**What needs to be done**
Answer these questions from the forum thread below.
(a) What final score does the first post predict?
(b) What score appears in the line quoted from KokoTheMonkey?
(c) Which player does texan say should not be put in the game tomorrow and expected to handle the ball?

Well those articles are comforting to say the least. Thanks for posting them, Koko.

IMO, unless there is a game 7, this will be the most important game of the series. We can't afford to let Detroit tie this thing. This is a must win, and I think we can handle it.

Spurs- 89
Detroit- 84


----------



## FreeMason Jr.

KokoTheMonkey said:


> San Antonio 89, Detroit 88


 Damn. That sure would be something.


----------



## texan

I don't think we'll play that bad again this whole series. Beno Udrih seems like he will be a good player in the future, but under no circumstances should he be put in the game tomorrow and be expected to handle the ball. If Ginobili is his usual self, then I think we'll win this game, but it'll be tough. It'll be interesting to see how this next game is refereed.

**Record list**

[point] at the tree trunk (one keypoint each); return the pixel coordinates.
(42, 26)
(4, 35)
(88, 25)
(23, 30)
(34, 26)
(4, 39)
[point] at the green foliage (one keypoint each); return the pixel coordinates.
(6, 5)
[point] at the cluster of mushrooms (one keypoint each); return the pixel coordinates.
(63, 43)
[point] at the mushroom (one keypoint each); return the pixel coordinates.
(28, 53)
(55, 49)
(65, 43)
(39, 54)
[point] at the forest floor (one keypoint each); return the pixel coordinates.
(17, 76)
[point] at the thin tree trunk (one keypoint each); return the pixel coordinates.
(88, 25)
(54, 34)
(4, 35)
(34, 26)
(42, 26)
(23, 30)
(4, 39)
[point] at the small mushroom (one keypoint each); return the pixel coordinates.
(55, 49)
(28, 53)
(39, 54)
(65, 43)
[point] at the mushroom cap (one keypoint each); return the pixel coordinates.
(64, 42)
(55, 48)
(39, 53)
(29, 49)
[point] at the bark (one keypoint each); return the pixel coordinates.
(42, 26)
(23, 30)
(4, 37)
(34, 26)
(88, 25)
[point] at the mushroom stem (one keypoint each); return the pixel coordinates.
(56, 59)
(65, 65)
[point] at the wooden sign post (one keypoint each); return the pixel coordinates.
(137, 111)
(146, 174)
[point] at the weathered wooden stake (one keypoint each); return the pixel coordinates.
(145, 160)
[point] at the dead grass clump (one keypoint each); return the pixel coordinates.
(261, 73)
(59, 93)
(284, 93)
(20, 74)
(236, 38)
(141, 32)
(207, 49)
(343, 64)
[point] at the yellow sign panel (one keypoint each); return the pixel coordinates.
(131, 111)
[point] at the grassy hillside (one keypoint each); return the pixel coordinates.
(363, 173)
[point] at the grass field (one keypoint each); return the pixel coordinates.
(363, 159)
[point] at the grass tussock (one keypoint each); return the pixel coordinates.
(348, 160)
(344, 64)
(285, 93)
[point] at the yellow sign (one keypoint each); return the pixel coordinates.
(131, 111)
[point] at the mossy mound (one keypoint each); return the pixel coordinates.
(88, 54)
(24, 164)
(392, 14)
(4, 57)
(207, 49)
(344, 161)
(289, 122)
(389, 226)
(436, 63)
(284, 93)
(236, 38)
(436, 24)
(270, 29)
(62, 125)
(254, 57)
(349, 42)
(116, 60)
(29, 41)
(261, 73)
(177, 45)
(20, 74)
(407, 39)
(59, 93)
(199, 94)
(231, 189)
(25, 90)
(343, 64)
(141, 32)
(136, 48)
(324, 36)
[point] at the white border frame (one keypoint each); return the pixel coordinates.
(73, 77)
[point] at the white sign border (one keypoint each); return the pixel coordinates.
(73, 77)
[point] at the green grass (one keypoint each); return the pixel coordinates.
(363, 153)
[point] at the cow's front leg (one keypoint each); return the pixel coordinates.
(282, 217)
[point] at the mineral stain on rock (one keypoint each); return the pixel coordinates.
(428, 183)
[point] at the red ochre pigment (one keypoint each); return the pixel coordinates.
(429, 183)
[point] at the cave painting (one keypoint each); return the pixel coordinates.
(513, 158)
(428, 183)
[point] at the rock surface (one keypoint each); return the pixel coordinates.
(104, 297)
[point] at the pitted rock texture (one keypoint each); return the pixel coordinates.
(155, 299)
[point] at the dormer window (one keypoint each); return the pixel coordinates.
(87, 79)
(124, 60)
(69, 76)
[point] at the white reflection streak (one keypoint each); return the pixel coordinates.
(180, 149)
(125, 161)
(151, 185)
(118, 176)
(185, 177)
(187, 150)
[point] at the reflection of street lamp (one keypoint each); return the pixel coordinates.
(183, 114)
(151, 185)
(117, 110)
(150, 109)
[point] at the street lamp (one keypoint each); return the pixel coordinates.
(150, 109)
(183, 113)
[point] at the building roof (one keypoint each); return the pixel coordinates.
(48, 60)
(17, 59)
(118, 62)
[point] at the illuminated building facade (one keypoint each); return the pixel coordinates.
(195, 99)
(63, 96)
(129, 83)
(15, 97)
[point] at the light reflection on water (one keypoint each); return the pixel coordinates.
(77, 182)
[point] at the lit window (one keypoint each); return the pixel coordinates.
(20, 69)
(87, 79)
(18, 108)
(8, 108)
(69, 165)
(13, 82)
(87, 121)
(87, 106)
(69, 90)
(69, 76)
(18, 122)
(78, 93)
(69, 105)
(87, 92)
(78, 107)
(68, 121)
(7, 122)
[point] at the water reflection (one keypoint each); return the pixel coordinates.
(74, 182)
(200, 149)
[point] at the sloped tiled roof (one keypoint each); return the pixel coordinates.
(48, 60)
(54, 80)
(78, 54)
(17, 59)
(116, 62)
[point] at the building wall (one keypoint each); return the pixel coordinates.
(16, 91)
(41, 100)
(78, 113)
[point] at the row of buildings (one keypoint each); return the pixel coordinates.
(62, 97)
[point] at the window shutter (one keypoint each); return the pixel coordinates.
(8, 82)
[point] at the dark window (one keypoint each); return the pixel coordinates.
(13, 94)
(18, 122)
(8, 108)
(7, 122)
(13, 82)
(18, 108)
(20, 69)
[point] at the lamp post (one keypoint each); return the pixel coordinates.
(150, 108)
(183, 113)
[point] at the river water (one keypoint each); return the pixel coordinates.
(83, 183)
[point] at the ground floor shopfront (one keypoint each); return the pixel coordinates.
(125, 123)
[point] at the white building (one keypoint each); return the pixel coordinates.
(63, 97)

**Full answer**
(a) Spurs 89, Detroit 84
(b) San Antonio 89, Detroit 88
(c) Beno Udrih